» **Requirement A**:
Copy the passage of the McCain argument from "Moreover, Mr. McCain" to "fight for it.", inclusive.
» **Requirement B**:
Answer these questions about the McCain argument, labeling each answer to match.
(i) Which newspaper ran the editorial dated 18 Oct. 2008?
(ii) In Vietnam, what did McCain say he had come to understand?
(iii) What did McCain nearly destroy in order to fight for comprehensive immigration reform?

» **Excerpt to read**:
····················

Argument: McCain is a Maverick that places principle before party
"McCain for president: A certain leader for uncertain times". Boston Herald. 1 Oct. 2008 - "John McCain’s heroic resume isn’t just about his sacrifice and his experience; it’s about what he learned from those experiences. And on that issue his own words from “Faith of My Fathers” are telling:
“In Vietnam I had come to understand how brief a moment a life is. That discovery did not, however, make me overly fearful of time’s brisk passing. For I had also learned that you can fill the moment with purpose and experiences that will make your life greater than the sum of its days. I have learned to acknowledge my failings and to recognize opportunities for redemption.”
John McCain sought that purpose - and, yes, at times redemption - in public life and in public service. And that helps account for that independent streak that has often driven members of his own party slightly wild, but has endeared him to millions of American voters who, truth be told, usually put doing the right thing ahead of party too."
•This Senate maverick has spent years forging coalitions - on campaign finance reform, immigration reform, on judicial nominations - all with the intent of getting things done in the toxically partisan world of Washington.
His efforts at budget reform, at controlling congressional earmarks - not just because taxpayers can no longer afford them, but because of the corrupting effect they have on the political process - have surely not endeared him to fellow Republicans. But McCain has never shied away from a good fight - on issues worth fighting for.
"Editorial: We recommend John McCain for president". Dallas Morning News. 18 Oct. 2008 - Mr. McCain has shown the bipartisan leadership Americans want. For example, the Republican maverick has worked with Democrats on campaign finance laws, immigration reform and climate change. When party infighting brought the Senate to a standstill on judicial nominations, Mr. McCain led the way to an audacious compromise that broke the logjam.
Moreover, Mr. McCain has often opposed his own party when he believed it was the right thing to do. For example, though he supported the Iraq war, Mr. McCain emerged early as a critic of the Bush strategy at a time when the safe Republican move was go along to get along. His leadership was arguably a key factor in forcing the Bush administration to change its ways, adapting a strategy that finally worked.
The Arizona senator's change agenda didn't always bear fruit – but he fought nobly even in defeat. For example, Mr. McCain believed so strongly in comprehensive immigration reform that he nearly destroyed his presidential campaign to fight for it.
That takes guts – the kind America will need from its leader in the difficult days ahead.

····················

» **Raw data**:
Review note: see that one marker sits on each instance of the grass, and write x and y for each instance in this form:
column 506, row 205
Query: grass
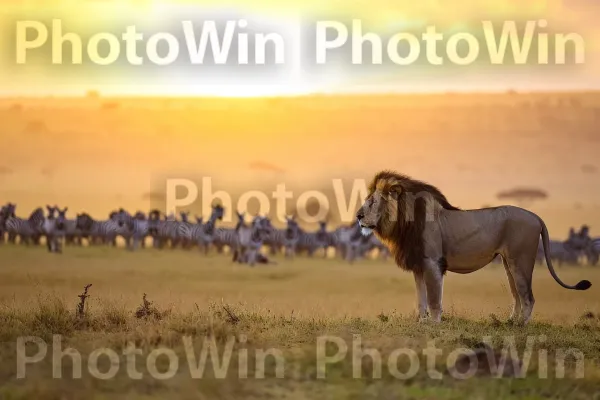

····················

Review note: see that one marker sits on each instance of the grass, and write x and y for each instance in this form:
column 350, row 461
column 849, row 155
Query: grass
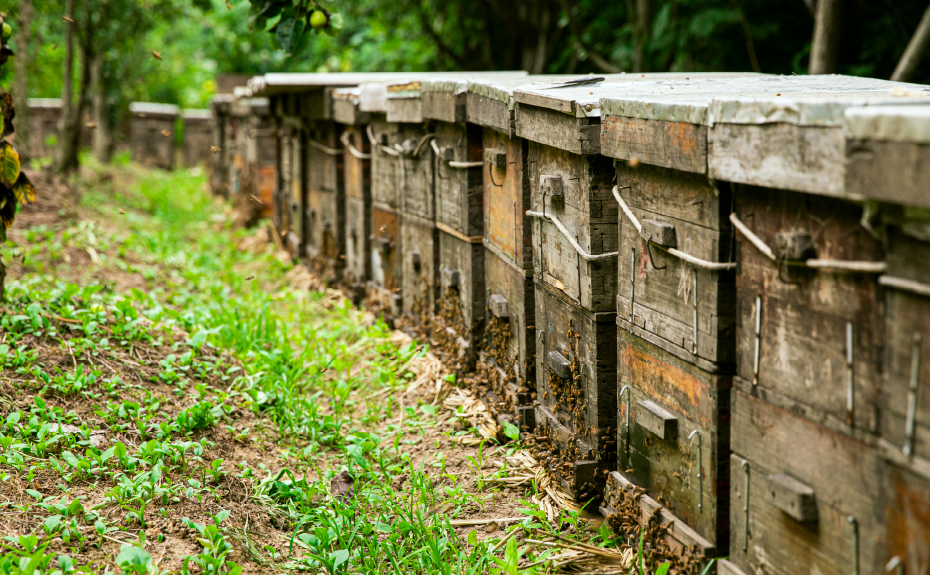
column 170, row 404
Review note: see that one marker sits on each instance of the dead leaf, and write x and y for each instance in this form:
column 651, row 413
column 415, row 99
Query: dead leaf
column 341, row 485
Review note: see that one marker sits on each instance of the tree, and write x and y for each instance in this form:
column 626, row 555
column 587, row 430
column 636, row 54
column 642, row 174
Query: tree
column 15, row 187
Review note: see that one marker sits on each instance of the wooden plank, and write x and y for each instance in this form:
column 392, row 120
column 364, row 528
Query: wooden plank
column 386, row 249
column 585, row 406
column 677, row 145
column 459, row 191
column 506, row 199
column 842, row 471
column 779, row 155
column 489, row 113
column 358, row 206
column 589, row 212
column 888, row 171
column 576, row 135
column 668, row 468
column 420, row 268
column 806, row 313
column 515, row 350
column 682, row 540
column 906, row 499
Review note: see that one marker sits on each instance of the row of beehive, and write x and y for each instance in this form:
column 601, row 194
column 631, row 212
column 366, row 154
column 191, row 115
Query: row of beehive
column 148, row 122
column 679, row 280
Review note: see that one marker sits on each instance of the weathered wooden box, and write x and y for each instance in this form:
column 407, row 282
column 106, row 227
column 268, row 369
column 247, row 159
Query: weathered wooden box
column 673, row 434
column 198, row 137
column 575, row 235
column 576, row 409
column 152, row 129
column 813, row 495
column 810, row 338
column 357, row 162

····················

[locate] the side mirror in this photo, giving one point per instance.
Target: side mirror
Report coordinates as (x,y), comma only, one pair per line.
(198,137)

····················

» **Task answer A**:
Moreover, Mr. McCain has often opposed his own party when he believed it was the right thing to do. For example, though he supported the Iraq war, Mr. McCain emerged early as a critic of the Bush strategy at a time when the safe Republican move was go along to get along. His leadership was arguably a key factor in forcing the Bush administration to change its ways, adapting a strategy that finally worked.
The Arizona senator's change agenda didn't always bear fruit – but he fought nobly even in defeat. For example, Mr. McCain believed so strongly in comprehensive immigration reform that he nearly destroyed his presidential campaign to fight for it.

» **Task answer B**:
(i) The Dallas Morning News.
(ii) How brief a moment a life is.
(iii) His presidential campaign.